Kutipan Teks ::
········
Dalam liputannya, para jurnalis Time kudu menyambangi sebelas negara selama empat bulan, sebelum meracik tulisan guna disajikan kepada pembaca. Walhasil, artikel ini menyabet penghargaan reportase terbaik dari Society of Publisher in Asia pada 2000.

 

Plintat-plintut

Alamudi kurang bisa memahami MA yang berbalik arah dari rekam jejaknya. Alamudi menilai sebelumnya putusan MA selalu menguntungkan kebebasan pers. Setidaknya Alamudi mencatat dua putusan MA sebelumnya.

 

Pertama, pada tahun 1990-an, MA memenangkan Harian Garuda Medan. Kondisinya terbalik. Dua putusan sebelumnya memenangkan seorang pengusaha. Pihak penggugat merasa nama baiknya dicemarkan oleh tulisan koran ini. Tapi MA memenangkan Garuda, ujarnya.

 

Kedua kasus Tempo kontra pengusaha Tommy Winata. MA memutuskan pihak penggugat kudu menggunakan hak jawab dulu. Kalau tidak puas, adukan ke Dewan Pers, tegasnya.
········
Data Sumber ::

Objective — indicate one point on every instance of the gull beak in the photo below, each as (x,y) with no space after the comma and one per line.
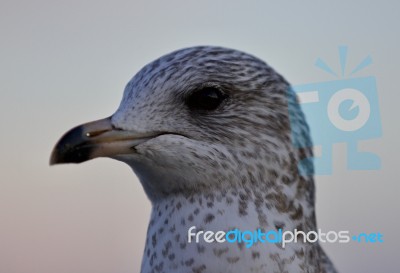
········
Petunjuk Latihan ::
(1) Sebutkan semua nama media massa yang muncul dalam kutipan teks di atas.
(2) Menurut kutipan teks, berapa lama para jurnalis Time menyambangi sebelas negara?
(3) Terjemahkan kalimat dari kutipan teks ini ke dalam bahasa Inggris: "Alamudi menilai sebelumnya putusan MA selalu menguntungkan kebebasan pers."

Hasil ::
(1) Time, Harian Garuda Medan, Tempo

(2) Selama empat bulan.

(3) Alamudi judged that, previously, MA rulings had always favored press freedom.